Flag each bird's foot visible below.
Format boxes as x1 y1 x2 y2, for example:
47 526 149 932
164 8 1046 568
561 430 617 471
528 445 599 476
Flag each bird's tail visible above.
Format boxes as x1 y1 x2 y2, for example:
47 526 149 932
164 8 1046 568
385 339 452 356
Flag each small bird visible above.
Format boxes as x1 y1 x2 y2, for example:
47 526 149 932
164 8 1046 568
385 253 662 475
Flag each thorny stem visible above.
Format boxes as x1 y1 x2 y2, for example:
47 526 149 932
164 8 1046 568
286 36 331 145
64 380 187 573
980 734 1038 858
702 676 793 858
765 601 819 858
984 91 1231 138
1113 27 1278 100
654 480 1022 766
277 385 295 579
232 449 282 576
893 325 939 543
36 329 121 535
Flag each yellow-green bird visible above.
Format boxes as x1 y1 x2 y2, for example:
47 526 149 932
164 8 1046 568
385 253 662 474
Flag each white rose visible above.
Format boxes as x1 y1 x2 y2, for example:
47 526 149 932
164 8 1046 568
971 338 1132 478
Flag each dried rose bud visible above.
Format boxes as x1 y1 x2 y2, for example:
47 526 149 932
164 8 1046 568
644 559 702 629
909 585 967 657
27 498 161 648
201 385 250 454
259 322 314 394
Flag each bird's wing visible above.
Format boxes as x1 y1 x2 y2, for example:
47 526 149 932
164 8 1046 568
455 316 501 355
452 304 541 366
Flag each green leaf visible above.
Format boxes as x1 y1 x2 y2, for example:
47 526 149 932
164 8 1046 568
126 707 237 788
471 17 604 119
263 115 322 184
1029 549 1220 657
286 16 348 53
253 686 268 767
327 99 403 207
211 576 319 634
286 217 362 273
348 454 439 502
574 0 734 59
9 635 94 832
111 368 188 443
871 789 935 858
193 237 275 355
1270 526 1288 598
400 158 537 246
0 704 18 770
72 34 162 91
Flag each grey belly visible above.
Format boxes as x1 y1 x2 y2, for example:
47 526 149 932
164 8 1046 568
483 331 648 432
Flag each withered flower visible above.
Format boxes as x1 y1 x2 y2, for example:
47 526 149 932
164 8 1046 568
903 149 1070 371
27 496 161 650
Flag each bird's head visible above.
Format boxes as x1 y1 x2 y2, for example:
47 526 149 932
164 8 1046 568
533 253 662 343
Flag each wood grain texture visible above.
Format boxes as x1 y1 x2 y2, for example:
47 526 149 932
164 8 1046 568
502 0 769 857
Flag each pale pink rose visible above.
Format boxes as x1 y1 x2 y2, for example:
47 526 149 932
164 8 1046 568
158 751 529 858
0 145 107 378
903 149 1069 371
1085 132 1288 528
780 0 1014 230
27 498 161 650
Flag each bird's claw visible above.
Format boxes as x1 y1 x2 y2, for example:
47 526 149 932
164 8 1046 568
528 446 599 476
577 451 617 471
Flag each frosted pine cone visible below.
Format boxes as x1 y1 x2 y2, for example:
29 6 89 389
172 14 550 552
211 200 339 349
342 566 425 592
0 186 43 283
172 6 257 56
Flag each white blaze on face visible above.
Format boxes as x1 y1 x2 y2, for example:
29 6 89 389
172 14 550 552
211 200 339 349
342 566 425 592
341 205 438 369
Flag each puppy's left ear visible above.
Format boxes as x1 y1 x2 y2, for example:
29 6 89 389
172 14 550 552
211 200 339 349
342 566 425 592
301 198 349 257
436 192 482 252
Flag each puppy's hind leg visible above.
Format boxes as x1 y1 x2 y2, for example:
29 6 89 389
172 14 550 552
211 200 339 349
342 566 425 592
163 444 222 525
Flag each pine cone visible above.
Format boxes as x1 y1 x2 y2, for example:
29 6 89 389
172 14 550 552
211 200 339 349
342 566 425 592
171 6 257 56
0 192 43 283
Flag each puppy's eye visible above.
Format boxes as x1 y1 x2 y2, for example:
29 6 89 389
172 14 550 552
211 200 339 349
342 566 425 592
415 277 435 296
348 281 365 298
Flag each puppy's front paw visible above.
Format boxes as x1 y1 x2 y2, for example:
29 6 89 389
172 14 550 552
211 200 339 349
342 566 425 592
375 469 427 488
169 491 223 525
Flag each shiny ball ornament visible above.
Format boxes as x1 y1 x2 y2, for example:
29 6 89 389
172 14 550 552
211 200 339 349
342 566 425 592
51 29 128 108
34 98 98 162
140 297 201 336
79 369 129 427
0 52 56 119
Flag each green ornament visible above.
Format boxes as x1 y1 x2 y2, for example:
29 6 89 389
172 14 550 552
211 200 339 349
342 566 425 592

## WHAT NEEDS TO BE DONE
Copy out the listing word for word, starting at the line that contains "Flag each pale pink rose visible above." and ending after the line that contains "436 192 482 252", with both of those lines included.

## EXERCISE RESULT
Flag each pale pink rose visible above.
Format boxes as x1 y1 x2 y2, for example:
47 526 149 932
164 8 1046 568
158 751 529 858
0 145 107 378
903 149 1069 371
1085 132 1288 528
780 0 1014 230
27 498 161 650
Flag each bird's claw visible above.
Format boxes as x1 y1 x2 y2, for example:
47 526 149 932
164 8 1046 568
528 446 599 476
577 451 617 471
Flag each frosted pine cone visible below.
Format boxes as x1 y1 x2 y2, for example:
29 6 89 389
172 14 550 552
211 200 339 349
342 566 425 592
0 186 43 283
172 6 257 56
Flag each white blaze on face visible above.
Format boxes as x1 y1 x2 y2, for example:
29 6 89 389
172 14 550 552
211 200 339 349
342 566 425 592
341 205 438 369
Flag each puppy's left ear visible above.
Format boxes as x1 y1 x2 y2, for example:
29 6 89 389
172 14 550 552
211 200 339 349
342 566 425 592
301 198 349 257
436 192 482 252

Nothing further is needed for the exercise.